- [CONSIGNES À RESPECTER] Prolongez, à la suite de sa dernière phrase, le passage ci-dessous consacré à la sécurité économique et à la stratégie indo-pacifique de la France.

- [PASSAGE DU DOCUMENT]
+++
Cette intrusion du privé ou cette brèche faite dans le monopole de la violence légitime qui est en principe, selon Weber, celui de tout État, se manifeste aussi par la présence de militaires ou de policiers pour la sécurisation d'entreprises. C'est un phénomène sur lequel nous devrions travailler. Il se manifeste notamment dans la manière dont les mesures d'extraterritorialité américaine sont utilisées. Ces mesures sont aussi – pour le dire très rapidement – des mesures de renseignement économique. Les États-Unis ne sont pas les seuls ; la Chine et la Russie ont la même pratique, mais les enjeux sont moindres dans ce dernier cas puisque le poids économique de la Russie est ce qui il est. Cela doit nous inciter à réfléchir sur une forme de capitalisme de la surveillance qui est en train de se mettre en place, avec des incidences géopolitiques et géoéconomiques.

J'en viens à la question de M. le député Marilossian, sur l'océan Indien. À titre personnel, j'ai interprété le discours présidentiel devant les ambassadeurs de la manière suivante : inflexion ou rapprochement avec la Russie, plus confirmation de la stratégie indo-pacifique, égale principal problème à terme : la Chine. Sans être dans une logique de confrontation, nous avons a minima une logique de présence pour protéger nos territoires dans le Pacifique Sud notamment, mais aussi pour protéger les ressortissants français qui sont dans cette zone. C'est le premier élément de réponse. Le deuxième élément de réponse c'est que nous prenons acte du déplacement du centre de gravité du système monde du bassin transatlantique vers l'Asie-Pacifique. Si notre pays considère qu'il a encore un rôle international à jouer, il ne peut pas être absent de cette région. Troisième élément, il est très difficile d'expliquer à nos partenaires européens qu'il y a un monde à l'est de Suez, en particulier à notre partenaire allemand qui, bien qu'affirmant être l'économie la plus attachée au libre-échange, celle qui en bénéficie le plus, c'est aussi le pays qui veut le moins penser le « sea power ». Il y a là une contradiction assez fondamentale qui nous renvoie à un problème très profondément enraciné côté français, c'est que notre sécurité, nous la pensons d'abord de manière continentale, mais que l'exercice de notre puissance est ultramarin. Un des enjeux de la stratégie indo-pacifique est d'utiliser ce terme pour expliquer à nos partenaires européens que ce qui se passe sur les trois océans, c'est-à-dire l'océan Atlantique, l'océan Indien et l'océan Pacifique, les concerne directement. J'ajouterai un quatrième point – qui n'est pas forcément vu par l'opinion – c'est que les trois grands partenariats stratégiques que la France a noués ces dix voire quinze dernières années, en termes notamment de vente de systèmes d'armes, c'est avec les Émirats, l'Inde et l'Australie.
+++
- [EXTRAIT DE LA SOURCE]
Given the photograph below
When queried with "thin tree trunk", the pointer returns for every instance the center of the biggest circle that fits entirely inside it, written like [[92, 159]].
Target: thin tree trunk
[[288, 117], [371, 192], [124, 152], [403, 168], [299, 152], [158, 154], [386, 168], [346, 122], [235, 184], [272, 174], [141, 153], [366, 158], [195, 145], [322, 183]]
+++
- [RÉSULTAT DE L'EXERCICE]
À propos de la situation dans l'Est ukrainien, et sur comment l'Union européenne peut parler d'une seule voix, je veux d'abord rappeler que le Format Normandie, en dépit d'un certain nombre de défauts, a eu une énorme qualité à mes yeux, c'est qu'il a arrêté l'escalade. On ne le souligne pas suffisamment. Pour avoir beaucoup travaillé sur cette crise, à l'époque, nous imaginions des scénarios beaucoup plus ambitieux de la part de la Russie. Je pense que ce qu'ont fait les diplomaties françaises et allemandes, en l'espèce en lien avec les diplomaties ukrainienne et russe, est un succès. Ce format permettra-t-il de sortir de cette crise ? C'est une autre question, mais il ne faut pas oublier ce que le Format Normandie a permis d'éviter.

En ce qui concerne l'ambition géopolitique de l'Union européenne, Mme von der Leyen a expliqué qu'elle souhaitait une commission plus géopolitique, mais cela ne signifie pas une Union européenne plus géopolitique. Nous nous réjouissons tous de la création du Fonds européen de défense. Nous voyons comme un pas positif la constitution d'une direction générale (DG) Défense. La question peut être difficile à formuler auprès de nos partenaires européens : un meilleur affichage politique, une meilleure crédibilité politique, peuvent-ils se faire sans abaissement de nos capacités opérationnelles ? Pour le dire autrement, les fonctionnaires de la Commission européenne sont-ils les mieux outillés pour penser les questions stratégiques et de défense ? À titre personnel, je ne le pense pas. Il y a là, à mon avis, un sujet tout à fait majeur sur la manière dont cette DG va être armée et ensuite d'éviter que ces questions soient traitées uniquement par la Commission et de manière peut-être trop rapide, mais technocratique. Il y a là un risque tout à fait majeur si nous voulons éviter un abaissement de nos capacités opérationnelles.

Cela me permet de faire le lien avec la question de M. Larsonneur sur l'OTAN. Ce débat en France est très marqué politiquement. Il me semble utile de rappeler que l'OTAN maintient à niveau nos capacités, c'est-à-dire que nous avons appris militairement par le biais de l'OTAN. Un certain nombre de nos interventions ont été rendues possibles par ces formes de coopération. L'OTAN pose aussi une question de niveau, sans ouvrir la discussion sur la dimension politique. La France avait peut-être la possibilité d'utiliser davantage l'OTAN, précisément dans sa vocation européenne. Les propos présidentiels ont provoqué des réactions qui braquent un certain nombre de nos partenaires. Ils ont aussi l'avantage d'ouvrir la discussion en particulier sur le rôle de la Turquie, puisque je pense que c'est surtout cela qui est en jeu aujourd'hui.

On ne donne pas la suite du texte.